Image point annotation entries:
************
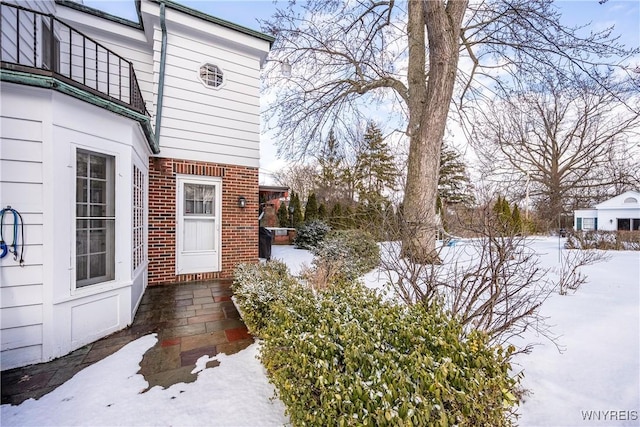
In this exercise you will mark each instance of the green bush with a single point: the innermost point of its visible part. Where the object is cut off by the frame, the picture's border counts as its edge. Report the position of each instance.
(605, 240)
(311, 234)
(256, 287)
(346, 255)
(344, 356)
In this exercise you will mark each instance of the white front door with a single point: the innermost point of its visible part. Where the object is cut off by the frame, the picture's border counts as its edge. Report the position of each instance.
(198, 224)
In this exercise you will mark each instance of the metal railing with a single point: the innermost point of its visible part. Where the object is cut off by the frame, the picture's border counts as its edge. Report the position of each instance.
(40, 43)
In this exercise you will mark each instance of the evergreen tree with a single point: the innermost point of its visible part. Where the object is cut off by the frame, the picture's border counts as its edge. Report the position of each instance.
(335, 218)
(506, 211)
(375, 166)
(297, 210)
(330, 161)
(311, 208)
(516, 220)
(348, 218)
(454, 185)
(283, 215)
(322, 211)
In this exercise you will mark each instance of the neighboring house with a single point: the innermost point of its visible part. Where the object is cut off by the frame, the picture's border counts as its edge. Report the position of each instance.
(128, 148)
(621, 213)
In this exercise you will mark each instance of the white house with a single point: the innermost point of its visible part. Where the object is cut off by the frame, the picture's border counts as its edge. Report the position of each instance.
(131, 150)
(618, 213)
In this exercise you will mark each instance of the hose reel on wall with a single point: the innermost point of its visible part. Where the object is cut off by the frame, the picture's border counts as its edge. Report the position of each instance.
(17, 225)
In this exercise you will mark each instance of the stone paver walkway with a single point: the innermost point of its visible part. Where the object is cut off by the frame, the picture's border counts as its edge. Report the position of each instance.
(191, 320)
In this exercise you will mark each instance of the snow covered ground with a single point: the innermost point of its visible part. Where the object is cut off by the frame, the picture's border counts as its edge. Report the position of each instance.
(595, 377)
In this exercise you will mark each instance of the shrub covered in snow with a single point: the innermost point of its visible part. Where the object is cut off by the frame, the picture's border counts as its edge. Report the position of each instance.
(256, 287)
(344, 356)
(311, 234)
(344, 255)
(606, 240)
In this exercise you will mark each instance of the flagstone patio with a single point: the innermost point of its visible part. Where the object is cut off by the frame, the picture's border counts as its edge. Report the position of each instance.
(191, 320)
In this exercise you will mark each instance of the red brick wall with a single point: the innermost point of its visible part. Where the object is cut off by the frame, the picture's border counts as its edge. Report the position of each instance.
(239, 226)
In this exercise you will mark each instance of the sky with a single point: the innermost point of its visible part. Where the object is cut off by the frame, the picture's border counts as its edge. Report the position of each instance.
(595, 376)
(624, 14)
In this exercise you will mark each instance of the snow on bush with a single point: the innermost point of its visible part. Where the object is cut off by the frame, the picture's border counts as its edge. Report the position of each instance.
(256, 287)
(606, 240)
(311, 234)
(343, 255)
(343, 356)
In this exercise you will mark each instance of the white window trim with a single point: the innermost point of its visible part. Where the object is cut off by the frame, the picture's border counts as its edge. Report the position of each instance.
(190, 179)
(111, 283)
(145, 198)
(222, 71)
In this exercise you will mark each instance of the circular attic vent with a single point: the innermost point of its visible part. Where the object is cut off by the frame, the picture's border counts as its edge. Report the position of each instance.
(211, 76)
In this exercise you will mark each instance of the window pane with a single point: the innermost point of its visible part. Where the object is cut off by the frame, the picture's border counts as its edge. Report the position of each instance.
(97, 265)
(98, 210)
(199, 199)
(82, 242)
(98, 167)
(82, 161)
(82, 210)
(95, 236)
(97, 241)
(81, 190)
(98, 191)
(81, 268)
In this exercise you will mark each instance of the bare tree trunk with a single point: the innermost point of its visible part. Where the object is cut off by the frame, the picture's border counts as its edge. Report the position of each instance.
(428, 109)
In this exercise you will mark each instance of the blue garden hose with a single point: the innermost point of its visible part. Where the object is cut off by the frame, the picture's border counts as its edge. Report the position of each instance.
(4, 246)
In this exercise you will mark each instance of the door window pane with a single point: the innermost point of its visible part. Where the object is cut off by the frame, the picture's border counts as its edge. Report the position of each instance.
(199, 199)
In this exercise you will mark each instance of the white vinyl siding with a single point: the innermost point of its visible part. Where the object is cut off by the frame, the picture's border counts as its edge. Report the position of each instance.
(21, 187)
(588, 223)
(221, 125)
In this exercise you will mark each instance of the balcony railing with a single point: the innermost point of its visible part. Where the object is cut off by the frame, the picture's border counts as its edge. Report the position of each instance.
(42, 44)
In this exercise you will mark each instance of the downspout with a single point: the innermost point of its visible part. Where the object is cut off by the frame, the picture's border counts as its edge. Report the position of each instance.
(163, 60)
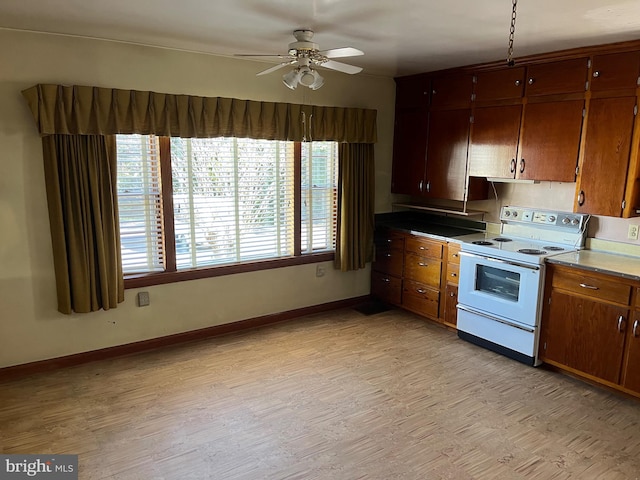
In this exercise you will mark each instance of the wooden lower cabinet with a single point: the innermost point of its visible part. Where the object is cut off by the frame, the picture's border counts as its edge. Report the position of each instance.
(408, 272)
(631, 371)
(588, 327)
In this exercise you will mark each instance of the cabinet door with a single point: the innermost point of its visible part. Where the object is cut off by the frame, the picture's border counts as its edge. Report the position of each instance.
(585, 335)
(550, 141)
(502, 84)
(615, 71)
(451, 301)
(413, 91)
(453, 91)
(447, 154)
(409, 150)
(631, 374)
(494, 141)
(603, 174)
(566, 76)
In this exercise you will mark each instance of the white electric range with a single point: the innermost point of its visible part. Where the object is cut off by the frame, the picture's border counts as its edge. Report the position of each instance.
(502, 278)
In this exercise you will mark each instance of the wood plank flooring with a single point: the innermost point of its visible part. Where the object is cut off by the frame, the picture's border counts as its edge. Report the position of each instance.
(331, 396)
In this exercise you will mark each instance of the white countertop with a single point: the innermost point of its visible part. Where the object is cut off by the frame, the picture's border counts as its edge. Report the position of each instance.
(612, 263)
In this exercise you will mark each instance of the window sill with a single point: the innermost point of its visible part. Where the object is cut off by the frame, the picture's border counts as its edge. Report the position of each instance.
(146, 280)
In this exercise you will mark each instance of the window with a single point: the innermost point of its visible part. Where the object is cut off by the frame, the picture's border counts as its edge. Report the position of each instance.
(188, 204)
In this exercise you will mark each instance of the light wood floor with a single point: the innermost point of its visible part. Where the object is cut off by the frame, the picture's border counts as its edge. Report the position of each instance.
(330, 396)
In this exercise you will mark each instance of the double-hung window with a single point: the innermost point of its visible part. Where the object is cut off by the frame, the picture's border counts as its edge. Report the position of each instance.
(192, 204)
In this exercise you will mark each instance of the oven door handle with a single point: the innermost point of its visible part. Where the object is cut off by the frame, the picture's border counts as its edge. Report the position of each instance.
(497, 260)
(480, 314)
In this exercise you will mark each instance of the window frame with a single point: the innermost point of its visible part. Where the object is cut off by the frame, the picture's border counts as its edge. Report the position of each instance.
(172, 275)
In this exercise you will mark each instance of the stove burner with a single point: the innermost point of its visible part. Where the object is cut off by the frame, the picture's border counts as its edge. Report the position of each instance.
(531, 251)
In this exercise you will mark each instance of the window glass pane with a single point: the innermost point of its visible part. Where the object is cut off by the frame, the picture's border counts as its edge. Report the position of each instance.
(233, 200)
(319, 196)
(140, 203)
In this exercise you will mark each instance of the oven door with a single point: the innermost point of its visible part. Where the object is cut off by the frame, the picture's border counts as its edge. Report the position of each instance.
(501, 288)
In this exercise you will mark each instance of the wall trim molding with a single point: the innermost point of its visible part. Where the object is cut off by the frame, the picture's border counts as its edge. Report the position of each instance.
(22, 370)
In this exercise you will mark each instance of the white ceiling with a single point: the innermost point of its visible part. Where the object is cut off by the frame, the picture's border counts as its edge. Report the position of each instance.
(398, 37)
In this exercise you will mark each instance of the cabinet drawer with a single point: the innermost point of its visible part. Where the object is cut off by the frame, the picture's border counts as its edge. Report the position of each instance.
(389, 261)
(420, 298)
(386, 287)
(500, 84)
(423, 270)
(453, 272)
(615, 71)
(591, 286)
(567, 76)
(453, 253)
(423, 247)
(389, 240)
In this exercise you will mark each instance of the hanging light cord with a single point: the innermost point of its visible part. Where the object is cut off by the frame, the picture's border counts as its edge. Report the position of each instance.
(512, 31)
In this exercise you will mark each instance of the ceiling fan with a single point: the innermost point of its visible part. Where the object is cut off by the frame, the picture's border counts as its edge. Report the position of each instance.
(306, 55)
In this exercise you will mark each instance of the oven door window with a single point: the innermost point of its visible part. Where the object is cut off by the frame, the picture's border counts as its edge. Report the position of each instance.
(501, 283)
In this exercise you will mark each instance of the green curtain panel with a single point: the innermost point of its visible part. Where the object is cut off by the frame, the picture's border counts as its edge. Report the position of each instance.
(356, 194)
(80, 175)
(85, 110)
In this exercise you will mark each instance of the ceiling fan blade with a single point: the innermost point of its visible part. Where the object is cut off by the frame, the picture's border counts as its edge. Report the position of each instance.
(276, 67)
(341, 67)
(342, 52)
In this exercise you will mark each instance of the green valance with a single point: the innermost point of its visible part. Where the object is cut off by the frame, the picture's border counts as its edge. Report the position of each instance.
(84, 110)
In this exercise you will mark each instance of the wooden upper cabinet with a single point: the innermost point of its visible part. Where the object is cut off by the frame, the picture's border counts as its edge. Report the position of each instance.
(452, 91)
(413, 91)
(409, 150)
(615, 71)
(550, 141)
(552, 78)
(447, 154)
(497, 85)
(494, 141)
(605, 159)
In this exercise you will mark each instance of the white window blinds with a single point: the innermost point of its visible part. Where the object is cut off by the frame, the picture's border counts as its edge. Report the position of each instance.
(140, 203)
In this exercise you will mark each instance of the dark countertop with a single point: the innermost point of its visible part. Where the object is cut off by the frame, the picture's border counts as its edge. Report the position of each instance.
(438, 227)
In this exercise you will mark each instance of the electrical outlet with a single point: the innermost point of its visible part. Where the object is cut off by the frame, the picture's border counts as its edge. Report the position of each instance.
(143, 299)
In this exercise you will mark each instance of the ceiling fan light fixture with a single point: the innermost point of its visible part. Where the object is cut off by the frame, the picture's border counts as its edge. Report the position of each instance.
(291, 79)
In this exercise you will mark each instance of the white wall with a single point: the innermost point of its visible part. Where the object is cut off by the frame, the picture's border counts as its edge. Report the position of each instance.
(30, 327)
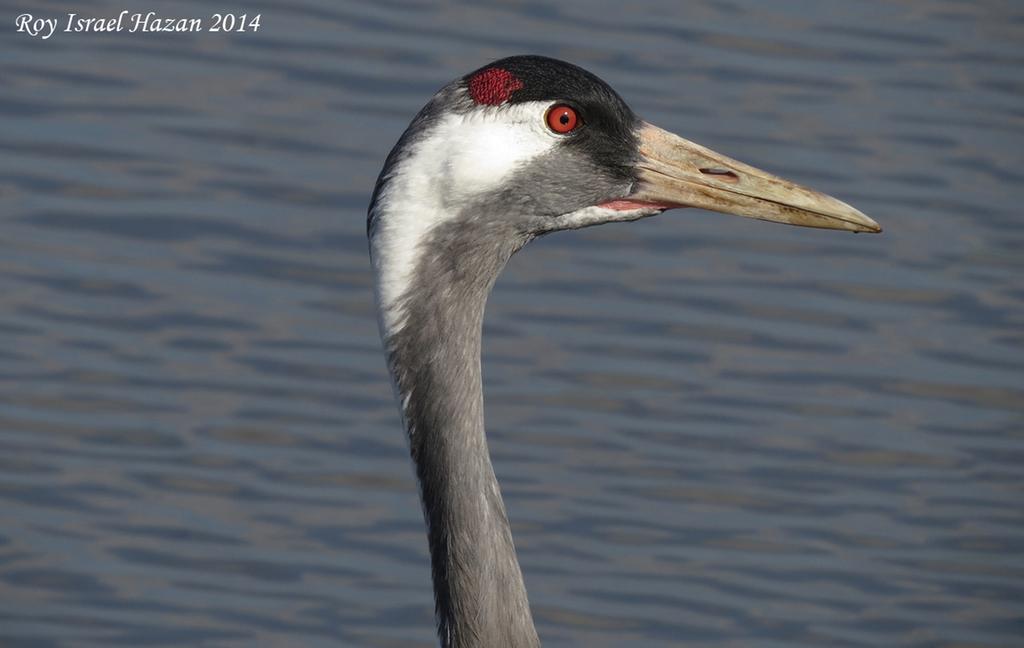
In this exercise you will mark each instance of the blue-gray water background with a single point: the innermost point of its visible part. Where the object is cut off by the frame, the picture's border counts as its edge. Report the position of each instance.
(710, 430)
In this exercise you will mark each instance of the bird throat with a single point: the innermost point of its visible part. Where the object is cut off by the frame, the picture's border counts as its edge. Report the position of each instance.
(434, 358)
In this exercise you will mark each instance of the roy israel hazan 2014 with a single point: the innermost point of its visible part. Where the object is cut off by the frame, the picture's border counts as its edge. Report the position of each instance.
(124, 22)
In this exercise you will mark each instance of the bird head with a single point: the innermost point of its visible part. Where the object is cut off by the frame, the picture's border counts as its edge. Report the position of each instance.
(527, 145)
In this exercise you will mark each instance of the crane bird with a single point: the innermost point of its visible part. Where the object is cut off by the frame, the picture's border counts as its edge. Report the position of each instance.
(520, 147)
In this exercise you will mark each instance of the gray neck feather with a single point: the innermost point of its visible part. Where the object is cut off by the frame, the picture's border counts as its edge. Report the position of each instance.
(435, 361)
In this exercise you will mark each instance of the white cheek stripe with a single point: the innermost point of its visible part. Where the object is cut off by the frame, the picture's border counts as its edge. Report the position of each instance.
(459, 159)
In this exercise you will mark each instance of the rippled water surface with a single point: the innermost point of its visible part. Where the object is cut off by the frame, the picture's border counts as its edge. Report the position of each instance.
(710, 430)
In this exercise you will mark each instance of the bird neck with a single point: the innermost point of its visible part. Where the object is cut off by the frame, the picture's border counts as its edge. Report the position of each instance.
(434, 357)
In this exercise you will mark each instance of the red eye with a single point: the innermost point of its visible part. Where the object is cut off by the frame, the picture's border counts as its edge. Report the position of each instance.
(562, 119)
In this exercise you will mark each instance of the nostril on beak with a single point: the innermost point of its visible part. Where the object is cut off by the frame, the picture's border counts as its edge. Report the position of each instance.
(721, 174)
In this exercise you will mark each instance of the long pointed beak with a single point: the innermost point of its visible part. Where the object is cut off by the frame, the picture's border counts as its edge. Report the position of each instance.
(676, 172)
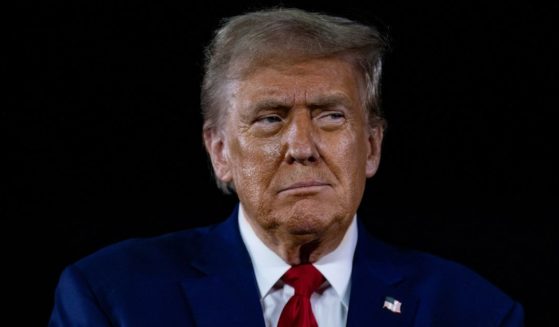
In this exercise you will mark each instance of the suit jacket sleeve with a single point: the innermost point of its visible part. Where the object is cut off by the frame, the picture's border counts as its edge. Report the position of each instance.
(75, 303)
(515, 317)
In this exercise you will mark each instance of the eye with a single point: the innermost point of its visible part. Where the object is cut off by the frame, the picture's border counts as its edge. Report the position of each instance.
(334, 115)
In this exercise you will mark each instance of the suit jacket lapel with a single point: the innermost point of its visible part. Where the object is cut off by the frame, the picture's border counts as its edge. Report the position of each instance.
(376, 276)
(226, 293)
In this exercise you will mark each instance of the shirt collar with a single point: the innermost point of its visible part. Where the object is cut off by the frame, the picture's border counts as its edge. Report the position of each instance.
(268, 267)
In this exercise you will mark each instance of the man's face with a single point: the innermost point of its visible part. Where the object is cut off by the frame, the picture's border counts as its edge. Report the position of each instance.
(297, 146)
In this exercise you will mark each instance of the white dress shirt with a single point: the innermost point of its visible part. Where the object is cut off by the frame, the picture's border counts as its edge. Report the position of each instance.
(329, 303)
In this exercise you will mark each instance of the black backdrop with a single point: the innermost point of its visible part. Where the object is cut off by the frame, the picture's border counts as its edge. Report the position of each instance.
(105, 139)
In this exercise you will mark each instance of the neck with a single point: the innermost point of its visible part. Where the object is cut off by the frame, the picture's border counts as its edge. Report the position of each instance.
(299, 249)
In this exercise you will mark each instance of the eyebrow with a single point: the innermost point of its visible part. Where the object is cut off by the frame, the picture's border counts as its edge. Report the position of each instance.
(321, 101)
(270, 104)
(331, 100)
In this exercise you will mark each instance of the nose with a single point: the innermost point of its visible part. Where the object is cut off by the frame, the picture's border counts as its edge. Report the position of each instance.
(300, 140)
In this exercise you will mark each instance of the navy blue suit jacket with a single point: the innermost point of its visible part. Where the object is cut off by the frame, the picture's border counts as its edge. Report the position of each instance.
(204, 277)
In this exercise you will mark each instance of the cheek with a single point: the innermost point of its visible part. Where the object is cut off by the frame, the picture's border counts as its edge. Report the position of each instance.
(254, 161)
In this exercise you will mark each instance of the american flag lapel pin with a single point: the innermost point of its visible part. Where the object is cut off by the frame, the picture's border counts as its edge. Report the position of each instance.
(392, 304)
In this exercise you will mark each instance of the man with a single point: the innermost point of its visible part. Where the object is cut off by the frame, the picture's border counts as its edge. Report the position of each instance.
(293, 127)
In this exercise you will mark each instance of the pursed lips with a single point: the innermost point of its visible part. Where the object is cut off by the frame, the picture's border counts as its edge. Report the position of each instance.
(302, 185)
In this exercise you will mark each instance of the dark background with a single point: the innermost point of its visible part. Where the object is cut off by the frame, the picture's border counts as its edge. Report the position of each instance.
(104, 142)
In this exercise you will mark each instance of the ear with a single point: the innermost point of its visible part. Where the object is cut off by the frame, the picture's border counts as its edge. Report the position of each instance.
(217, 149)
(373, 155)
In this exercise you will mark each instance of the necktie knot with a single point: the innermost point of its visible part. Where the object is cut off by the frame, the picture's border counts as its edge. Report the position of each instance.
(305, 279)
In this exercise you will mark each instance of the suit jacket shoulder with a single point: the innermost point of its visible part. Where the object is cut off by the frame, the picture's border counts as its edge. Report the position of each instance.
(431, 291)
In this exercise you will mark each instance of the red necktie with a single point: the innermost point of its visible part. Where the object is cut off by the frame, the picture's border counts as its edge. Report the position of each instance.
(305, 279)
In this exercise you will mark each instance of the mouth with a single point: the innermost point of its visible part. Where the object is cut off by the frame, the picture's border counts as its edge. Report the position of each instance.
(305, 187)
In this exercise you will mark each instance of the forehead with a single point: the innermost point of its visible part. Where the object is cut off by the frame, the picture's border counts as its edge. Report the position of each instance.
(310, 80)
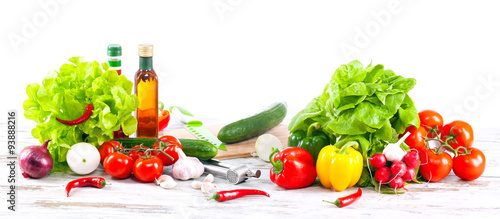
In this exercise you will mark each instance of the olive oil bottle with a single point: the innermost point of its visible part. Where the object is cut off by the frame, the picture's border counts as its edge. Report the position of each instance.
(146, 89)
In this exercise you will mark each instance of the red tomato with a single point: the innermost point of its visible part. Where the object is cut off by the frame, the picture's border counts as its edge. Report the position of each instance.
(149, 169)
(134, 154)
(435, 167)
(118, 165)
(170, 147)
(109, 147)
(463, 130)
(430, 118)
(416, 139)
(469, 166)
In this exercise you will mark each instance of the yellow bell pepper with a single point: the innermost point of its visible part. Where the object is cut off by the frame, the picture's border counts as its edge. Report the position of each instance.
(339, 168)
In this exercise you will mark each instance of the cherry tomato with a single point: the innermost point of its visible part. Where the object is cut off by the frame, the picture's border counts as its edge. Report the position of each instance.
(435, 167)
(118, 165)
(109, 147)
(149, 169)
(134, 154)
(416, 139)
(172, 145)
(469, 166)
(430, 118)
(463, 130)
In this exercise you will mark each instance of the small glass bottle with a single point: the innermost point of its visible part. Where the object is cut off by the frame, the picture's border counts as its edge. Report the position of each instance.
(115, 57)
(146, 89)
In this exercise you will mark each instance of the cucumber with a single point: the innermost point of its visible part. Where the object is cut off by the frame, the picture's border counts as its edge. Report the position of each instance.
(203, 150)
(254, 125)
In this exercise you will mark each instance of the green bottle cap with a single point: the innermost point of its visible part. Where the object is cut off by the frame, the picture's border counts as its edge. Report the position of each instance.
(114, 50)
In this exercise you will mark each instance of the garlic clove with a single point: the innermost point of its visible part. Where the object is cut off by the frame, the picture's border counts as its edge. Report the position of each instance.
(187, 167)
(168, 184)
(196, 184)
(209, 178)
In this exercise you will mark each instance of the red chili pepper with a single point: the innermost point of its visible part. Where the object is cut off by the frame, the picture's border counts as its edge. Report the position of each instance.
(80, 120)
(97, 182)
(232, 194)
(293, 168)
(345, 201)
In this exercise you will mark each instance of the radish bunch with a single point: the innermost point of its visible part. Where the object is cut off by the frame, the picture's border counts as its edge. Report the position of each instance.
(395, 173)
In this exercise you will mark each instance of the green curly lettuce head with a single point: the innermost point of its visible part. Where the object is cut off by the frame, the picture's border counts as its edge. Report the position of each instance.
(65, 94)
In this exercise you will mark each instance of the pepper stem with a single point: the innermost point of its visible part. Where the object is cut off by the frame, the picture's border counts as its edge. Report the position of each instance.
************
Give exactly the lines from the one with "In this exercise you will mark each instance of the garlic" to the end of the entries, nothing before them.

SOLVED PROBLEM –
In this exercise you will mark each instance of the garlic clove with a single point: the innermost point of its visible part. Where the object is cut off by the frame, the picture's border counts as its edge. Report the position of each instance.
(187, 167)
(168, 184)
(196, 184)
(209, 178)
In this exercise you will mark each instance of the red chili pepper with a single point: the innermost point of its visible part. Where the object is cut off by the frame, the picture's border counts as its edge. Report the position of each instance.
(80, 120)
(97, 182)
(232, 194)
(293, 168)
(345, 201)
In this exercise you will mark each instance of the radish bunch with a single point: the innermost point of its visible part. Where the object is cut off by the frame, the picture's border counts as its edge. Report the position of each instance.
(395, 173)
In this exercise you will mark each instance of the green curly lettuce head with a single point: the innermost point of its visible part. Where the object is cut off by the frame, the picture's border counts as its edge. Report the position of each instance.
(65, 94)
In this exercise you will mark each instance of the pepper stem with a single point: the innermost point of its visible part. Where the object is cut off by the frame, the picture's border counts as its edge. Report the position of each instance.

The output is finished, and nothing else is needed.